** Exercise brief **
Reproduce the data in its entirety, exactly as supplied.

start

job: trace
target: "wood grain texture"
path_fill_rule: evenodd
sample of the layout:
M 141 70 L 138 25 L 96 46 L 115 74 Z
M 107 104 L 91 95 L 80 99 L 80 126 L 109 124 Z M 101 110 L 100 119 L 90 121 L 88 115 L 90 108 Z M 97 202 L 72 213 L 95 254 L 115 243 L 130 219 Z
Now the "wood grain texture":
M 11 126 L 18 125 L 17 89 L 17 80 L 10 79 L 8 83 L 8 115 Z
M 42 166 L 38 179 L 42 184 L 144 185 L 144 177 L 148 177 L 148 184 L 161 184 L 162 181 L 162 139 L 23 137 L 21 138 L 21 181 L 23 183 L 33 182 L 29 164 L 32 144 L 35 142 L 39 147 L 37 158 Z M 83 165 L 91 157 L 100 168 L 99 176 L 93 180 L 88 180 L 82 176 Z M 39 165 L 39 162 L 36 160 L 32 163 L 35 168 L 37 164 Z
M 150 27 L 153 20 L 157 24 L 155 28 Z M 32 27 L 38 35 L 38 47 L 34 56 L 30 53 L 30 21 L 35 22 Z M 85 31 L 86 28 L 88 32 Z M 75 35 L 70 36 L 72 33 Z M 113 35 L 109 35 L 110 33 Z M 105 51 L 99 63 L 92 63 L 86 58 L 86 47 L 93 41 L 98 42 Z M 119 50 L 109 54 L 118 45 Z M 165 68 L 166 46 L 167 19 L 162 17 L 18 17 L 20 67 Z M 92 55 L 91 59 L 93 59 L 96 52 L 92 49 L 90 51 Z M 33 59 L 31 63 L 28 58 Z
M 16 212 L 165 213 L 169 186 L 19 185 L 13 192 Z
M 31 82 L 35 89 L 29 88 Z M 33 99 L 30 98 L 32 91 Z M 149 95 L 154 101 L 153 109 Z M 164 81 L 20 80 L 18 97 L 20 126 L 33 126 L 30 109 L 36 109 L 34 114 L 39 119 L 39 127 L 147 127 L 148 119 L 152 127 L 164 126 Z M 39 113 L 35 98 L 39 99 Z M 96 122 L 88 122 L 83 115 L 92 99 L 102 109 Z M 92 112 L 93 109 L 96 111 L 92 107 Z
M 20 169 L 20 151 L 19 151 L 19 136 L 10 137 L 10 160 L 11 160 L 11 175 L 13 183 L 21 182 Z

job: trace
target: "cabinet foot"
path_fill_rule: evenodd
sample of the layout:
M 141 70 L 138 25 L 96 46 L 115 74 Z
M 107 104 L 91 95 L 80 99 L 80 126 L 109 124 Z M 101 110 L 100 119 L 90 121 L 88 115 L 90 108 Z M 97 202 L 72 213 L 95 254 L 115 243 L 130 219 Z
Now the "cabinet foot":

end

** Final result **
job: trace
target: "wood grain texture"
path_fill_rule: evenodd
sample of the layout:
M 141 70 L 138 25 L 96 46 L 115 74 Z
M 107 104 L 91 95 L 80 99 L 80 126 L 109 124 Z M 101 110 L 100 119 L 90 121 L 88 115 L 90 108 Z M 97 202 L 72 213 L 95 254 L 115 243 L 130 219 Z
Now the "wood grain texture":
M 11 126 L 18 125 L 17 89 L 17 80 L 10 79 L 8 83 L 8 115 Z
M 42 166 L 38 179 L 42 184 L 144 185 L 144 177 L 148 177 L 148 184 L 161 184 L 162 181 L 162 139 L 23 137 L 21 138 L 21 181 L 23 183 L 33 182 L 29 164 L 32 144 L 35 142 L 39 147 L 37 158 Z M 83 165 L 91 157 L 100 168 L 99 176 L 93 180 L 88 180 L 82 176 Z M 39 165 L 39 162 L 36 160 L 32 163 L 35 168 L 37 164 Z
M 150 27 L 153 20 L 157 24 L 155 28 Z M 32 27 L 38 35 L 38 47 L 34 56 L 30 53 L 30 21 L 35 22 Z M 85 31 L 86 28 L 88 32 Z M 75 35 L 70 36 L 72 33 Z M 113 35 L 109 35 L 110 33 Z M 105 51 L 99 63 L 92 63 L 86 58 L 86 47 L 93 41 L 98 42 Z M 119 50 L 109 54 L 118 45 Z M 165 68 L 166 46 L 167 19 L 162 17 L 18 17 L 20 67 Z M 92 55 L 91 59 L 93 59 L 96 52 L 92 49 L 90 51 Z M 33 59 L 31 63 L 28 58 Z
M 16 212 L 165 213 L 169 186 L 19 185 L 13 192 Z
M 31 82 L 35 89 L 29 88 Z M 33 99 L 30 98 L 32 91 Z M 149 95 L 154 101 L 153 109 Z M 164 81 L 20 80 L 18 97 L 20 126 L 33 126 L 30 109 L 36 109 L 34 114 L 39 119 L 39 127 L 147 127 L 148 119 L 152 127 L 164 126 Z M 39 113 L 35 98 L 39 99 Z M 96 122 L 88 122 L 83 115 L 92 99 L 102 109 Z M 92 112 L 93 109 L 96 111 L 92 107 Z
M 20 169 L 20 151 L 19 151 L 19 136 L 10 137 L 10 160 L 11 160 L 11 175 L 13 183 L 21 182 Z

job: trace
target: "cabinet foot"
path_fill_rule: evenodd
sample of the layout:
M 141 70 L 138 25 L 96 46 L 115 74 Z
M 107 104 L 91 95 L 80 99 L 80 126 L 109 124 Z M 101 110 L 100 119 L 90 121 L 88 115 L 90 108 Z M 97 202 L 72 213 L 95 254 L 115 243 L 130 219 Z
Now the "cabinet foot":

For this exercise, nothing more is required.